-- start INFORMATION GIVEN --

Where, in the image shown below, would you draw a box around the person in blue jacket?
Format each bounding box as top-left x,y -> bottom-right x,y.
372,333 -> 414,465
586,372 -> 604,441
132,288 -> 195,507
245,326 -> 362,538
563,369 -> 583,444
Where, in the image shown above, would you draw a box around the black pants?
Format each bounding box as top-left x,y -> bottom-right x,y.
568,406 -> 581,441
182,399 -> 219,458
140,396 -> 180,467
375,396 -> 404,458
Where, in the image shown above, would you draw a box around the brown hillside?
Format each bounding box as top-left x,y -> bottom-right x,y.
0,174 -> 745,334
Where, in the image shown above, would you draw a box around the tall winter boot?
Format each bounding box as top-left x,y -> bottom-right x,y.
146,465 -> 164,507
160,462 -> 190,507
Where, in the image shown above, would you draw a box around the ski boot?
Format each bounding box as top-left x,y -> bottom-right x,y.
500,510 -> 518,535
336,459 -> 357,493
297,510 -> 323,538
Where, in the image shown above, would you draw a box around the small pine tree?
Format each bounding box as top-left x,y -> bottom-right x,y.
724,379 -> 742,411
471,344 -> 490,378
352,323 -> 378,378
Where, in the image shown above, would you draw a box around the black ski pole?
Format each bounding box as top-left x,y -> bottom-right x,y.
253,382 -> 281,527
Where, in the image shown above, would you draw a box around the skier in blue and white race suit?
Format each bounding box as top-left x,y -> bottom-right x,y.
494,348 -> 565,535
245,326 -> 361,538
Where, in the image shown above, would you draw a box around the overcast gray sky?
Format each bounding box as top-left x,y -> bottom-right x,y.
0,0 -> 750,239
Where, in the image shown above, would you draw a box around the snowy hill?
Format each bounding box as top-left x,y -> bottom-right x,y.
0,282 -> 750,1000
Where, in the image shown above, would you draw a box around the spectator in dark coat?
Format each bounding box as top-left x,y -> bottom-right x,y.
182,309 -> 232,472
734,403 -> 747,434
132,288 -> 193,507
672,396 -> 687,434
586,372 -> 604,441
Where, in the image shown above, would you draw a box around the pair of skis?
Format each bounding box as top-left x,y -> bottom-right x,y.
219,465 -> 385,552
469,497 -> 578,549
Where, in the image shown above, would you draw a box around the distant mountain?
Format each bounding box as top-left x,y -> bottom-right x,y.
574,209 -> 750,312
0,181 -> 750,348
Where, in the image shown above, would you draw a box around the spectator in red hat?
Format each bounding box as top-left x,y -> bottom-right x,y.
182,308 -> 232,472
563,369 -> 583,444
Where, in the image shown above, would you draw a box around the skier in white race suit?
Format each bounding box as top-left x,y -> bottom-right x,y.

-- end INFORMATION GIVEN --

> **SHORT PROBLEM**:
Convert each line of the rows above into a Markdown table with the columns Index and Text. Put the line's number in Index and the line itself in Text, leaving out blank lines.

> **FINISHED EXERCISE**:
| Index | Text |
|---|---|
| 1 | Where, in the image shown below, would you draw a box around the person in blue jacket? |
| 2 | Format each bounding box as top-left x,y -> bottom-right x,y. |
| 3 | 372,333 -> 414,465 |
| 4 | 586,372 -> 604,441 |
| 5 | 132,288 -> 195,507 |
| 6 | 245,326 -> 362,538 |
| 7 | 563,369 -> 583,444 |
| 8 | Where, in the image shown above, would you draw a box around the black pants? |
| 9 | Format each bounding box as top-left x,y -> bottom-right x,y. |
| 10 | 568,406 -> 581,441 |
| 11 | 182,399 -> 219,458 |
| 12 | 140,396 -> 180,467 |
| 13 | 375,396 -> 404,458 |
| 14 | Where, in the image shown above, would you draw a box around the brown hillside? |
| 15 | Format each bounding box as top-left x,y -> bottom-right x,y. |
| 16 | 0,174 -> 745,334 |
| 17 | Where, in the image shown above, would you draw a box around the tall winter boot? |
| 18 | Format each bounding box as top-left x,y -> bottom-right x,y. |
| 19 | 146,465 -> 164,507 |
| 20 | 160,462 -> 190,507 |
| 21 | Where, in the image shown above, would you draw a box around the ski boot? |
| 22 | Format each bounding box as top-left x,y -> bottom-right x,y. |
| 23 | 500,510 -> 518,535 |
| 24 | 336,459 -> 357,493 |
| 25 | 297,510 -> 323,538 |
| 26 | Where, in the image shown above, would you draw a box around the small pine tree? |
| 27 | Format each bounding box as top-left x,y -> bottom-right x,y. |
| 28 | 724,379 -> 742,411 |
| 29 | 471,344 -> 490,378 |
| 30 | 352,323 -> 378,378 |
| 31 | Where, in the image shown above, would you draw a box around the black ski pole? |
| 32 | Format each bounding box as top-left x,y -> bottom-right x,y. |
| 33 | 253,382 -> 281,527 |
| 34 | Where, in the image shown above, would you draw a box around the skier in blue and white race suit? |
| 35 | Format each bounding box as top-left x,y -> bottom-right x,y. |
| 36 | 494,348 -> 565,535 |
| 37 | 245,326 -> 361,538 |
| 38 | Where, in the image shown above, would you draw a box around the overcast gray sky? |
| 39 | Format each bounding box as top-left x,y -> bottom-right x,y. |
| 40 | 0,0 -> 750,239 |
| 41 | Where, in the image shown above, would you draw a box around the snowy hill? |
| 42 | Format each bounding box as top-left x,y -> bottom-right x,y. |
| 43 | 0,282 -> 750,1000 |
| 44 | Where, in the image shown above, would you draw a box around the spectator in dark coat? |
| 45 | Format each bounding box as top-left x,y -> bottom-right x,y. |
| 46 | 182,309 -> 232,472 |
| 47 | 734,403 -> 747,434 |
| 48 | 132,288 -> 193,507 |
| 49 | 672,396 -> 687,434 |
| 50 | 586,372 -> 604,441 |
| 51 | Where, in the image shown above, would you draw a box around the pair of skis? |
| 52 | Format each bounding box as top-left x,y -> bottom-right x,y. |
| 53 | 219,465 -> 385,552 |
| 54 | 469,497 -> 578,549 |
| 55 | Where, in the image shown above, would you draw a box around the distant mountain? |
| 56 | Format each bounding box as top-left x,y -> bottom-right x,y. |
| 57 | 574,209 -> 750,312 |
| 58 | 0,181 -> 750,348 |
| 59 | Where, in the image shown above, would you draw a box around the spectator in red hat? |
| 60 | Format each bounding box as top-left x,y -> bottom-right x,y. |
| 61 | 182,308 -> 232,472 |
| 62 | 563,369 -> 583,444 |
| 63 | Where, in the image shown above, would you draw a box around the skier in white race suit? |
| 64 | Format each bounding box as top-left x,y -> bottom-right x,y. |